[Items with labeled area outlines]
— START —

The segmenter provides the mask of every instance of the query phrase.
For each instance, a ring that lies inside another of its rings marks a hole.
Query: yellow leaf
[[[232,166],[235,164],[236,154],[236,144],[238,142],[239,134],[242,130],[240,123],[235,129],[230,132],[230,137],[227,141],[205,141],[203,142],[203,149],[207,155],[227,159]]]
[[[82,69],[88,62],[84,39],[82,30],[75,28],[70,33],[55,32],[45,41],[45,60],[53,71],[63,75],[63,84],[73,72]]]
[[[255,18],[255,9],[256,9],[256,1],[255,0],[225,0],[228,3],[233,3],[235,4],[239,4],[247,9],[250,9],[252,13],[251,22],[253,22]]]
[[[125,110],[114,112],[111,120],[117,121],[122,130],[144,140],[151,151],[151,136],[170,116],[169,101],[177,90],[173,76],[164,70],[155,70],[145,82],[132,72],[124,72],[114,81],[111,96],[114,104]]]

— END —

◆ TASK GOAL ◆
Reproduce every item above line for line, with no changes.

◆ ANSWER FOR THE TASK ◆
The segmenter provides the mask of every instance of the query phrase.
For each instance, a ring that lies inside another of its rings marks a hole.
Query: yellow leaf
[[[232,166],[235,164],[236,154],[236,144],[238,142],[239,134],[242,130],[240,123],[235,129],[230,132],[230,137],[227,141],[205,141],[203,142],[203,149],[207,155],[227,159]]]
[[[82,69],[88,62],[84,39],[82,30],[75,28],[70,33],[55,32],[45,41],[45,60],[53,71],[63,75],[63,84],[73,72]]]
[[[255,18],[255,9],[256,9],[256,1],[255,0],[225,0],[228,3],[233,3],[235,4],[239,4],[247,9],[250,9],[252,13],[251,22],[253,22]]]
[[[125,110],[114,112],[111,120],[117,121],[122,130],[144,140],[151,151],[151,136],[170,116],[169,101],[177,90],[173,76],[164,70],[155,70],[145,82],[132,72],[124,72],[114,81],[111,96],[114,104]]]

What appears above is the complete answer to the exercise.